# RECORDED INFORMATION:

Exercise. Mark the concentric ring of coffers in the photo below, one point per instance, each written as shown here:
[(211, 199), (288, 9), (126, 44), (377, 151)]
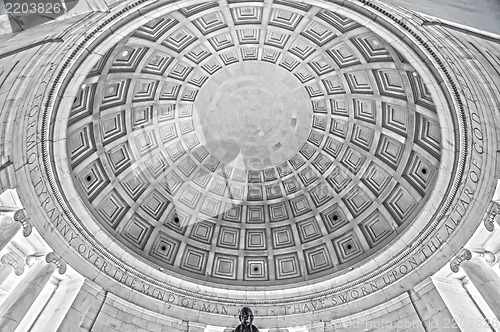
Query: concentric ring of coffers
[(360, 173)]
* * *
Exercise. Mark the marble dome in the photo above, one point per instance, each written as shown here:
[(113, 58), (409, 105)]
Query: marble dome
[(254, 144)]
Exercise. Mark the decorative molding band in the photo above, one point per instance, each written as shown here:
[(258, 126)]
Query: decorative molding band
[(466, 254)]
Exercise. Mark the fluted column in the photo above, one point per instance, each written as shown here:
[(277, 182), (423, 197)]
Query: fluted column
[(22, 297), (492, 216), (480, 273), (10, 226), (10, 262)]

# PROBLEM STATEMENT:
If a line in the entries above contains the word "here", copy it.

# TASK OUTPUT:
Exercise. Mark the concentric ring of coffers in the photo below, one point per instance, each written as shown here:
Exercise. Mark the marble dome in the photo above, one point per instance, each written as shown here:
Exercise. Mark the decorative molding band in the photo above, one point per instance, each written as shown here:
Exercise. Mark the fluted column in the photo above, one point per instance, each written as shown here:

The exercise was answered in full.